One of the largest growing trends in the pallet industry is the use of recycled wooden pallets. In fact, over a thousand US pallet companies recycle pallets. Recycled pallets have gained popularity for a variety of reasons. With sustainability at the forefront of many supplier models and the increasing costs of lumber, many businesses are using recycled wooden pallets.
However, these pallets undergo a much more complex system than the standard reduce and reuse recycling chain. In fact, recycled wooden pallets serve a vital purpose in the supply chain and are an integral part of the pallet industry. So, where do recycled pallets and their materials come from? To learn more, keep reading.
From New Pallets To Reused: Following the Pallet Supply Chain
Once pallets have been entirely constructed with virgin materials and automated machinery, they are sold and used for businesses to store and ship merchandise. However, once these new pallets are created and used by enterprises, their movement in the supply chain does not stop.
Businesses constantly push inventory to empty pallets and move these materials to make room for more pallets with new products. Once a pallet is no longer new, they are given grades by buyers and bought by businesses that repair them for their storage. As recycled pallets are worn and used over time, companies will continue to buy, redesign, reuse, and move these pallets through the supply chain.
It’s important to note that creating new pallets is vital to feeding a constant flow of recycled pallets into this supply chain cycle. When pallets are reused until they are no longer recyclable, manufacturers must supply new pallets to replace them and continue this reuse model.
Where Do Recycled Pallets Come From?
Recycled pallets come from distribution centers and retail stores where excess pallets have been accumulated. These pallets accumulate because retail distribution centers and retail stores are left with these wooden containers after they sell the entire inventory on a pallet.
Piles and piles of broken pallets sit in these distribution centers across the country. If these materials were thrown away or sent to landfills on a daily basis, they would broadly cover the majority of US landfills. For this reason, most states have laws against discarding pallets in landfills.
However, waste is easily avoidable because recycling these pallet parts is convenient. Businesses can contact a pallet removal company to clear distribution centers of these broken pallets and restore their materials for reuse. When businesses avoid creating this massive amount of waste and instead send these broken pallets down the supply chain for reuse, they significantly reduce their carbon footprint. They can also generate revenue by selling broken pallets.
How Are Recycled Pallets Graded?
Once a pallet has finished its first complete cycle through the supply chain, it gets a quality grade before it is resold. Pallets can either be labeled as Grade A, Grade B, or scraps. Pallets are graded not by their initial state, but by whatever grade they become after a reasonable number of repairs are made.
The number of feasible reuses for recycled pallets varies based on circumstance. The roughness of materials and the handling environment of recycled pallets contribute largely to their wear and damage over time. Depending on these factors, pallets can easily sustain or drop in quality grade
Size can also factor into the recyclability of a pallet. The standard dimensions of the majority of pallets are 48×40. These pallet sizes are more likely to be bought and reused often by businesses frequently. However, pallets with more customized designs and specified measurements are more likely to be less recyclable. Since customized sizing is less likely to be used by businesses, these pallets are often dismantled and repurposed after one or two uses.

[Data extracted from a collection]
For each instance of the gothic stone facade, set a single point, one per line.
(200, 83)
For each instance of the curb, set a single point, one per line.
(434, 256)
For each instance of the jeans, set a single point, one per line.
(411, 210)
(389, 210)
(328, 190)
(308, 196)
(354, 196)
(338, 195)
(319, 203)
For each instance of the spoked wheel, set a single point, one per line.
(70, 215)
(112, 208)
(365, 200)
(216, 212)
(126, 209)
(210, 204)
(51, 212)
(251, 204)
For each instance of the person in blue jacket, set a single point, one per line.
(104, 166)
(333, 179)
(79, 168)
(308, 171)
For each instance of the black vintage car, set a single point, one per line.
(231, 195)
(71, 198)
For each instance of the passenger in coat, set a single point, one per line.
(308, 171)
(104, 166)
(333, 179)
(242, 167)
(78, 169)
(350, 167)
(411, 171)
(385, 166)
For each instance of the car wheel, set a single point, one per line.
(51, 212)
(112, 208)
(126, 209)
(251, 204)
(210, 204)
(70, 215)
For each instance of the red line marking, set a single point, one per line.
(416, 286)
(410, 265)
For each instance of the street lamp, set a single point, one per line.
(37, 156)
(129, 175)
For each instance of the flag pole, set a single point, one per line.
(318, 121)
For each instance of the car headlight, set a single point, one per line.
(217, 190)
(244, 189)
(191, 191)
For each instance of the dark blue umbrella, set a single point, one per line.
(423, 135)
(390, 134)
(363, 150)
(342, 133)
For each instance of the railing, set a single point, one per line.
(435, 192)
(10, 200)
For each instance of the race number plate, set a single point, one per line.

Problems and tasks:
1 > Reproduce the pallet recycling article word for word, everything from "Piles and piles" down to "Recycled Pallets Graded?".
2 > Carry on the pallet recycling article, picking up right after its final sentence.

Task results:
1 >
Piles and piles of broken pallets sit in these distribution centers across the country. If these materials were thrown away or sent to landfills on a daily basis, they would broadly cover the majority of US landfills. For this reason, most states have laws against discarding pallets in landfills.
However, waste is easily avoidable because recycling these pallet parts is convenient. Businesses can contact a pallet removal company to clear distribution centers of these broken pallets and restore their materials for reuse. When businesses avoid creating this massive amount of waste and instead send these broken pallets down the supply chain for reuse, they significantly reduce their carbon footprint. They can also generate revenue by selling broken pallets.
How Are Recycled Pallets Graded?

2 >
What Happens To Broken Pallet Scraps?
So, what happens to pallets that are graded as scraps? When pallets have sustained heavy amounts of wear and damage and can no longer be resold as an entire pallet, these broken wood materials are deconstructed and divided into individual components.
When recycled pallets are dismantled into salvageable pieces, manufacturers can use them to repair and restore other pallets in need of new materials.
If broken pallets are considered unsalvageable and cannot be used to repair other pallets, these materials are ground into mulch. If businesses did not grind worn wooden materials into mulch, wood waste from these materials would be highly excessive. These repurposed mulch products can then be used as a revenue stream for businesses to offset transportation and handling costs.
Recycled pallets are a vital part of the pallet industry system. While restoring these pallets is a labor-intensive endeavor, the reuse of these materials helps keep inventories moving and drastically reduces overall waste.
Without recycled pallets, new pallets could be more costly to make upfront. These pallets would create extensive products of waste and sit uselessly in landfills. Instead, businesses have created a balanced system to create new pallets, reuse these materials, repurpose scraps, and feed in new pallets to renew this cycle. With these systems all working together, the pallet supply chain never stops moving and goods can consistently be shipped and sold.
When businesses understand where recycled pallets and their materials come from, they can better visualize how these pallets factor into the larger industry supply chain. When they have an excess of pallets leftover from their retail and distribution centers, they have a better understanding of how vital pallet removal companies are to moving these materials and reusing these containers.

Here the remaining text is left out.